### Exercise prompt
Starting with the first line of the data that follows, transcribe every line verbatim until the line containing "Target: pale blue sky" has been transcribed.

### Data records
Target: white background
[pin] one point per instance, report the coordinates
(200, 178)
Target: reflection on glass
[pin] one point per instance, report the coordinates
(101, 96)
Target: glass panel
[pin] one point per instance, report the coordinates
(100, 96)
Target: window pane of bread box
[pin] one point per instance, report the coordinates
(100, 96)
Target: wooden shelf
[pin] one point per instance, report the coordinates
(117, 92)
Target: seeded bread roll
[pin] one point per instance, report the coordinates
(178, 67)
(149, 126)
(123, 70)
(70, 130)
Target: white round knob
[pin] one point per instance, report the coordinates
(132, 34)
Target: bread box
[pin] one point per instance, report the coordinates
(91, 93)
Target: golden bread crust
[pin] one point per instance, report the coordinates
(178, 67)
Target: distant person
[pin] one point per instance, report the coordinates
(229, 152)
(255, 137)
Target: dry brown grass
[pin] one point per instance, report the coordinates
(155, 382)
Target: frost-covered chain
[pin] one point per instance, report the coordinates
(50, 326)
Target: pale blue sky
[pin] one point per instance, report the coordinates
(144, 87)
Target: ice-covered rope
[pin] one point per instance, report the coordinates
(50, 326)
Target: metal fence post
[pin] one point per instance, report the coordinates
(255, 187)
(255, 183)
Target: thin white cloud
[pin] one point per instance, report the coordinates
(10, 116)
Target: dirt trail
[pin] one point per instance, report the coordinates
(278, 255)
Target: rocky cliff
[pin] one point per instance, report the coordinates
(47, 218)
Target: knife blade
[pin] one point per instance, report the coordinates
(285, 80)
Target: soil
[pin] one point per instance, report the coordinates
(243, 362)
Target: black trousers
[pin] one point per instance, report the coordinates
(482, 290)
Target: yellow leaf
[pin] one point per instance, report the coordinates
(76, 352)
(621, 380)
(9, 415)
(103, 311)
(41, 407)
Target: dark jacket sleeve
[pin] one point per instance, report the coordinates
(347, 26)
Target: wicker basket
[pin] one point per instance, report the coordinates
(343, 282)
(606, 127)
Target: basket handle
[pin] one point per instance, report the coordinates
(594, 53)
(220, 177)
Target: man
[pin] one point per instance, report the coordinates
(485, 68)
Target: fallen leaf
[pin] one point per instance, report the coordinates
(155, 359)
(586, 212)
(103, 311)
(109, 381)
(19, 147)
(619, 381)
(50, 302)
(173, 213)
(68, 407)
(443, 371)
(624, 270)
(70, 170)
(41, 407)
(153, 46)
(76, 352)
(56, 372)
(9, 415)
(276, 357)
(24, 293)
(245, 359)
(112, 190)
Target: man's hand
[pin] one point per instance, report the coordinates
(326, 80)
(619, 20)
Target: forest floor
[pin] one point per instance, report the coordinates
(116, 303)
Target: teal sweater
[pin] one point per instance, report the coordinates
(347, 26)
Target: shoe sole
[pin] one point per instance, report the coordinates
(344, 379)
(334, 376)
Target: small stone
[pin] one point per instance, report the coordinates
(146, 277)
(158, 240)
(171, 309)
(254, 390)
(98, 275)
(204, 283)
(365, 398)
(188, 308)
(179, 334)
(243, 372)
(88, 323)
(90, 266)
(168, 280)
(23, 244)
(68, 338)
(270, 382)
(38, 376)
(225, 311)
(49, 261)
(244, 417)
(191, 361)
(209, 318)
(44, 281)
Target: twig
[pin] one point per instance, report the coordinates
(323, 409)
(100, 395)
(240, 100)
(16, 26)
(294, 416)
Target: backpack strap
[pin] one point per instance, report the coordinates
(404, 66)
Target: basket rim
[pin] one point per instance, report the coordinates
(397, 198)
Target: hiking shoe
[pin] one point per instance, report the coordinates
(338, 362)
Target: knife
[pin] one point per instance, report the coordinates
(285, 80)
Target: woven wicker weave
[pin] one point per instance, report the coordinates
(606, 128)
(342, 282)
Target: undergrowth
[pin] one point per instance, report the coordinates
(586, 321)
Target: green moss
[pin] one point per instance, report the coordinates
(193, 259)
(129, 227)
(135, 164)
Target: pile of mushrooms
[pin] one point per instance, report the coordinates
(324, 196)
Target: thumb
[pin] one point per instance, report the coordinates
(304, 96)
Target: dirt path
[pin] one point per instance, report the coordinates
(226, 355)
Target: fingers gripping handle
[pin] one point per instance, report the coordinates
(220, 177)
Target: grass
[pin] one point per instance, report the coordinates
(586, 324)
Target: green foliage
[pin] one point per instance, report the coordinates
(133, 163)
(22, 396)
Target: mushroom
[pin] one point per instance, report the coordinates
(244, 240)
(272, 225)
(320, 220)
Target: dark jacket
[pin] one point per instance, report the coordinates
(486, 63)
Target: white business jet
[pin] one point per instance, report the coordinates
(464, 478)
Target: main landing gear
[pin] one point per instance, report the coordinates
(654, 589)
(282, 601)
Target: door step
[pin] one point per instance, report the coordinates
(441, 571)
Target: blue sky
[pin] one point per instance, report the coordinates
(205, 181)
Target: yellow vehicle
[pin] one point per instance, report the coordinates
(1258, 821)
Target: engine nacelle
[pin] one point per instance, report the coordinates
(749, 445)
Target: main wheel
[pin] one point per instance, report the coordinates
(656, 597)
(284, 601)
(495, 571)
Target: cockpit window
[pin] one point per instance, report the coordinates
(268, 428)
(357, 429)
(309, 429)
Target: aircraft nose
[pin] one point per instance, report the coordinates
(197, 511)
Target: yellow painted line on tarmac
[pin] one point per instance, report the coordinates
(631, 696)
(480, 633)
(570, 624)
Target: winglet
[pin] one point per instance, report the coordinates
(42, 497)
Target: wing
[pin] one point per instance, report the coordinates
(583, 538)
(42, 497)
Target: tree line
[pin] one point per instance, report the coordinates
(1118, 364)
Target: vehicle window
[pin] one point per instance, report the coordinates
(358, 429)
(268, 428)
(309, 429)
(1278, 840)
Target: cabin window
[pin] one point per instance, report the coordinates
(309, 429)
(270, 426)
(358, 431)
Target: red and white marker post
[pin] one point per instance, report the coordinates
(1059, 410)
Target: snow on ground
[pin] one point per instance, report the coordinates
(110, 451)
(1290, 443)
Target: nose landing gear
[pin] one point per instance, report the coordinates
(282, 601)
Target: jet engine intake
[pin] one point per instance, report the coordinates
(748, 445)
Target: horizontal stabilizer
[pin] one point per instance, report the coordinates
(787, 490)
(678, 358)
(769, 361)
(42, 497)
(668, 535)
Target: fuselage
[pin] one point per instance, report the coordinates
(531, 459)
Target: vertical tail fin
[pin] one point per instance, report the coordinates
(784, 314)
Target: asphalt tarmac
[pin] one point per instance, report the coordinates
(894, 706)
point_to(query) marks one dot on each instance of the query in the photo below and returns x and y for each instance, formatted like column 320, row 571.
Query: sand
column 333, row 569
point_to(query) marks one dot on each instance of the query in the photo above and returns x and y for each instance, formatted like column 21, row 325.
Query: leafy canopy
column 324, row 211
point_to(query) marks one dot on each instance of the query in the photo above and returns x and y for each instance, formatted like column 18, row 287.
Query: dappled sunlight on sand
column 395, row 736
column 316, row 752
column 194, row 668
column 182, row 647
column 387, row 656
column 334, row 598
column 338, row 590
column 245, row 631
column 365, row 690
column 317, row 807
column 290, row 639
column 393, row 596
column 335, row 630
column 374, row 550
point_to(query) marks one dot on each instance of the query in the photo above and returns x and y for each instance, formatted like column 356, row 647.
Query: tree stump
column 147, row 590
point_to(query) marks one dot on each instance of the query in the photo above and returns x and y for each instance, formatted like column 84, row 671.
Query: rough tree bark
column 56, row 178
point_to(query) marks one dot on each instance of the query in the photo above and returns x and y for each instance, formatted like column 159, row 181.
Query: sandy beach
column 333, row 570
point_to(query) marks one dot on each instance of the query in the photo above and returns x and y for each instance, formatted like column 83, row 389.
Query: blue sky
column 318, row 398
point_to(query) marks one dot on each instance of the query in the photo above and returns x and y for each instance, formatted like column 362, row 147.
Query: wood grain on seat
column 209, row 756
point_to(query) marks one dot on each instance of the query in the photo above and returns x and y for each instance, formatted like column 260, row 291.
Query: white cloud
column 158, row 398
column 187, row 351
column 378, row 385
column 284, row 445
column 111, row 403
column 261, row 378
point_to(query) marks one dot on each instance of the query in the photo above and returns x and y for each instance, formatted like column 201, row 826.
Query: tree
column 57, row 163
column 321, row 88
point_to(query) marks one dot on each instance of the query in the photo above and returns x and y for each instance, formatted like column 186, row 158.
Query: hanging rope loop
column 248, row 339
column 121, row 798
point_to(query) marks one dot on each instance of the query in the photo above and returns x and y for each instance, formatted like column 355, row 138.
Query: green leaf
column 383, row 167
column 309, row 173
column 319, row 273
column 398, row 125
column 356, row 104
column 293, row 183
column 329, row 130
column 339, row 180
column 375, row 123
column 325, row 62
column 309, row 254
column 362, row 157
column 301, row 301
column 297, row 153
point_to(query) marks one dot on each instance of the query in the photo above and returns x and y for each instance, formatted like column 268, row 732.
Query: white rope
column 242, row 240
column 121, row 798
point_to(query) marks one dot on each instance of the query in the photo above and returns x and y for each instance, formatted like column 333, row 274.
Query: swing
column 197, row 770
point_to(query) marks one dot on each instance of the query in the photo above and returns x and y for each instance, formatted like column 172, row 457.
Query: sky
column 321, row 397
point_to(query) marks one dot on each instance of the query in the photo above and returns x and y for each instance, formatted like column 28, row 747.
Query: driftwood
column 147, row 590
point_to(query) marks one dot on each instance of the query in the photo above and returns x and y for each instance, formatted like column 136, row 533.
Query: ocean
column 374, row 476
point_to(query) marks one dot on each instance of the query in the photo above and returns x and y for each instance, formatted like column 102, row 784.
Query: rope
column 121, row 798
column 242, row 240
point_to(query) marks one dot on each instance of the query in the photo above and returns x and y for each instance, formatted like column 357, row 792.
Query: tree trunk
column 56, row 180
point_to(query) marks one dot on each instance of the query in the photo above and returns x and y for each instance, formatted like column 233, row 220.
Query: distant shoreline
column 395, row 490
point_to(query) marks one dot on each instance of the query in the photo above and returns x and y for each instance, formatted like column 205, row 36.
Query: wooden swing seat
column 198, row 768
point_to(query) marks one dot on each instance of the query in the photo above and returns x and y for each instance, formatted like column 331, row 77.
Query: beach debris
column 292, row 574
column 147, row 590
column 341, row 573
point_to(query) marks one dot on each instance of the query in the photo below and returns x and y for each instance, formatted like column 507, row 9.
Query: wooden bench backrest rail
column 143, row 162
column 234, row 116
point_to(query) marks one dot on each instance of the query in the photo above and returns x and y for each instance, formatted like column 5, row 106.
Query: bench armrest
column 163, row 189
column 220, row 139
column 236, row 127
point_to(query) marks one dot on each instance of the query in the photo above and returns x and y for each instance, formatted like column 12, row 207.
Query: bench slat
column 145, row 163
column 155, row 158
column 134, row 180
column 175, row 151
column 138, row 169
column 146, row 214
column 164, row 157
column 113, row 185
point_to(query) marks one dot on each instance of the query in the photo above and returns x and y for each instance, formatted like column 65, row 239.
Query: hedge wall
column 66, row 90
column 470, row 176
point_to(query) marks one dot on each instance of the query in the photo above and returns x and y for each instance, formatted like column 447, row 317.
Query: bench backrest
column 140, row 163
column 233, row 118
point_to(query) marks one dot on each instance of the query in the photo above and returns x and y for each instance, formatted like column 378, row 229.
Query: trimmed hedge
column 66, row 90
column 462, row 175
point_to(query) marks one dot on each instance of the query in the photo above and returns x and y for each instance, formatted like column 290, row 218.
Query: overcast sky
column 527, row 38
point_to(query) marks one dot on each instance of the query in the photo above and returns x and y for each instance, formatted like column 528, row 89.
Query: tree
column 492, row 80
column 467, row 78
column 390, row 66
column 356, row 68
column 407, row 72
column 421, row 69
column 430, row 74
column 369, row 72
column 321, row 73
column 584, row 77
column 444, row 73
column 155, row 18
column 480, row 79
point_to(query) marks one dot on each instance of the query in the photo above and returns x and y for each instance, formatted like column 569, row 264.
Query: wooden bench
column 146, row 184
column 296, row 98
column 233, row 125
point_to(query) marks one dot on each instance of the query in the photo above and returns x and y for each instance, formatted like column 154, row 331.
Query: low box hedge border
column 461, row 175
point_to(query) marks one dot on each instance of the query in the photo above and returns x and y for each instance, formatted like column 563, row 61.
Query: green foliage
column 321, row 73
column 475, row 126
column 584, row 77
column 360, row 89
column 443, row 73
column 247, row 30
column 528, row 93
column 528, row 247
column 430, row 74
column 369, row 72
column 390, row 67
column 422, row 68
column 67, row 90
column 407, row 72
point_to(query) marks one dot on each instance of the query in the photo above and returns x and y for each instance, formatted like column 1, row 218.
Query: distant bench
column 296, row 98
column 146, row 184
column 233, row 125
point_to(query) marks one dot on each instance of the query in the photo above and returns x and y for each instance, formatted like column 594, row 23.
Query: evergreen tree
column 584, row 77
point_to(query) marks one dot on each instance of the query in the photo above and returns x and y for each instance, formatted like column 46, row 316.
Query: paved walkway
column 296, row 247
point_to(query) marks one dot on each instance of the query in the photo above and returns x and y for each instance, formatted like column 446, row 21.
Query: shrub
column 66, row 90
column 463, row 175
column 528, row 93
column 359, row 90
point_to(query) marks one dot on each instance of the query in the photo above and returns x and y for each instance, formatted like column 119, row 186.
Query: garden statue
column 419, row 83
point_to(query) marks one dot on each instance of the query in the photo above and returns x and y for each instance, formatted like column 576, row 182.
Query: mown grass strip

### Answer to the exercise
Target: white background
[pin] one point per instance, report the coordinates
(200, 178)
Target: reflection on glass
[pin] one point per instance, report the coordinates
(101, 96)
Target: glass panel
[pin] one point per instance, report the coordinates
(100, 96)
Target: window pane of bread box
[pin] one point per instance, report the coordinates
(100, 96)
Target: wooden shelf
[pin] one point per instance, report the coordinates
(117, 92)
Target: seeded bread roll
[pin] one point per instance, report the coordinates
(178, 67)
(149, 126)
(123, 70)
(70, 130)
Target: white round knob
[pin] one point per instance, report the coordinates
(132, 34)
Target: bread box
[pin] one point per instance, report the coordinates
(91, 93)
Target: golden bread crust
[pin] one point per instance, report the coordinates
(178, 67)
Target: distant person
[pin] one point per instance, report the coordinates
(229, 152)
(255, 137)
Target: dry brown grass
[pin] one point per instance, report the coordinates
(155, 382)
Target: frost-covered chain
[pin] one point per instance, report the coordinates
(50, 326)
Target: pale blue sky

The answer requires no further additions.